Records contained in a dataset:
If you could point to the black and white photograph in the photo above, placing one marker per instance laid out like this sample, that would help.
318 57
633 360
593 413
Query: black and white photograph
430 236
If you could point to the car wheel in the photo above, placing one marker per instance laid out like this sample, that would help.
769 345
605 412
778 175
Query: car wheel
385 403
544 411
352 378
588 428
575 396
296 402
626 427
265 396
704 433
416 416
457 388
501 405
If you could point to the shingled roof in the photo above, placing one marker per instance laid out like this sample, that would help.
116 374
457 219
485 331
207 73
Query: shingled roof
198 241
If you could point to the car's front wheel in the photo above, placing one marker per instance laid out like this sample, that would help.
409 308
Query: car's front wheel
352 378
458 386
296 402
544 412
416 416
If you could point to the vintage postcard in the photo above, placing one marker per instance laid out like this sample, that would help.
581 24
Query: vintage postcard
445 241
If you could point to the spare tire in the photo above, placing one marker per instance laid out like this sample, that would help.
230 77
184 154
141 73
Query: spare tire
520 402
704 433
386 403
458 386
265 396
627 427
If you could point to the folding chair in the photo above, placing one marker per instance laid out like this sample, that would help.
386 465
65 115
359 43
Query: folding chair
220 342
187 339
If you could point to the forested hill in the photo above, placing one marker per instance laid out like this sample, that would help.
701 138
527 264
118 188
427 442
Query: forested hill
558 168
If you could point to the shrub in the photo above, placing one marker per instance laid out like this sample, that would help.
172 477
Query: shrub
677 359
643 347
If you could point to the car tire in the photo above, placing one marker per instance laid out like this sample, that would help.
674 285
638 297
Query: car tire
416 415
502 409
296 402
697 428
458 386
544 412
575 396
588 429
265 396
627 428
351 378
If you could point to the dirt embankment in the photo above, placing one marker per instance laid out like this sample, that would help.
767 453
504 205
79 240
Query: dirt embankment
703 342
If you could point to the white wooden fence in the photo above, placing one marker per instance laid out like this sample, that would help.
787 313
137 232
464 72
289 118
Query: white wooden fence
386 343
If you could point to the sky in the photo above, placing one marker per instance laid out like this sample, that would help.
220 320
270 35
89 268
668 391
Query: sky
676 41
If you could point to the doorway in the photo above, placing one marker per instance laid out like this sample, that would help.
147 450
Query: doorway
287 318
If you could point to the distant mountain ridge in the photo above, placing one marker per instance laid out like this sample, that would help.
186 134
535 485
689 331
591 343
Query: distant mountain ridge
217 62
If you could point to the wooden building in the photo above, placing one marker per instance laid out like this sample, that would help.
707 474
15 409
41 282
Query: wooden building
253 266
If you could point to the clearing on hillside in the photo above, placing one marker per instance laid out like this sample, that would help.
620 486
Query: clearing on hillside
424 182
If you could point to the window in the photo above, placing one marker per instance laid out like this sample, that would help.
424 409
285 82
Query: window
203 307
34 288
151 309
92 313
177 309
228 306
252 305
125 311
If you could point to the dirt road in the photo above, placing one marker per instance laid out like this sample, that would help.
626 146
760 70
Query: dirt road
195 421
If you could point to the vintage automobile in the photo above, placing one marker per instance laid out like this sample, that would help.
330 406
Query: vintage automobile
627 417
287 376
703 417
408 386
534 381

§ Your instructions:
Reproduce the entries above in full, verbatim.

§ Solution:
If you could point to the black and white photograph in the photo above, placing one marker per instance laid out like this sample, that would help.
318 57
633 360
593 413
Query: black and white photograph
430 236
If you could point to the car wheel in the photo above, placing one marker per instance laid out like this sample, that would help.
769 345
605 412
778 175
Query: car wheel
385 403
544 411
352 378
588 428
575 396
296 402
626 427
265 396
704 433
416 416
457 388
501 405
If you could point to the shingled roof in the photo above, placing one marker per instance laid out like this sample, that would help.
116 374
457 219
485 331
207 73
Query: shingled roof
198 241
If you could point to the car's front wheel in the photo above, placing one marker per instance laid out like this sample, that would help.
409 308
Query: car's front wheel
352 378
458 386
296 402
544 412
416 416
If you could point to the vintage postcard in the photo above, placing one marker per instance laid out like this sample, that would help.
581 24
Query: vintage postcard
445 241
If you could point to the spare tire in the photo above, placing one marker per instance laid out like this sample, that would help.
230 77
184 154
141 73
Query: spare tire
520 402
704 433
386 403
458 386
265 396
627 427
If you could point to the folding chair in the photo above, placing one marker per instance laid out like this sample, that would help.
386 465
65 115
359 43
Query: folding chair
220 342
187 339
If you could point to the forested hill in the photo above, placing one marker per instance laid out like this sample, that would help.
701 138
527 264
118 188
427 442
Query: forested hill
558 168
If you could point to the shrub in the photo above, placing one marker per instance laid out like this sample, that would help.
172 477
Query: shrub
677 359
643 347
If you could point to the car tire in the photo above, placing one marker per instance laid out like this sample, that would help.
674 285
638 297
Query: car tire
416 415
502 409
296 402
697 428
458 386
544 412
575 396
588 429
265 396
627 428
351 378
If you could point to the dirt embankment in the photo above, placing one marker per instance laid out like this sample, that would help.
767 453
504 205
79 240
Query: dirt embankment
703 342
If you could point to the white wooden fence in the photo above, placing one marker per instance laid out like this sample, that would help.
787 313
137 232
464 72
289 118
Query: white wooden fence
386 343
If you could point to the sky in the photo above, placing one marker per instance laid out like this sample, that would help.
220 320
270 35
89 268
668 391
Query: sky
676 41
If you could point to the doorway in the photo above, placing one marker per instance laid out like this sample, that would help.
147 450
Query: doorway
287 318
If you could point to the distant mountain ridge in the photo above, placing one marker per instance laid out like this sample, that would help.
186 134
535 485
689 331
591 343
Query: distant mountain ridge
217 62
If you could point to the wooden building in the photo above, placing one marker per instance laid out like this sample, that would help.
707 474
15 409
41 282
Query: wooden building
253 266
If you could point to the clearing on hillside in the photo above, placing one marker per instance laid out like this sample, that would help.
620 486
Query: clearing on hillside
424 182
If you could point to the window in the photo above, placing one marker per instance laid out like this sample, that would help.
424 409
285 82
Query: window
203 307
34 288
151 309
92 313
177 309
228 306
252 305
125 311
If you could point to the dirt road in the photo above, placing one marker per instance laid out like this sample, that would help.
626 146
760 70
Query: dirt road
195 421
If you could point to the vintage automobile in the photo above, placing one marker per instance laid out like this sample, that would help.
330 406
Query: vintage automobile
627 417
287 376
703 417
408 386
534 381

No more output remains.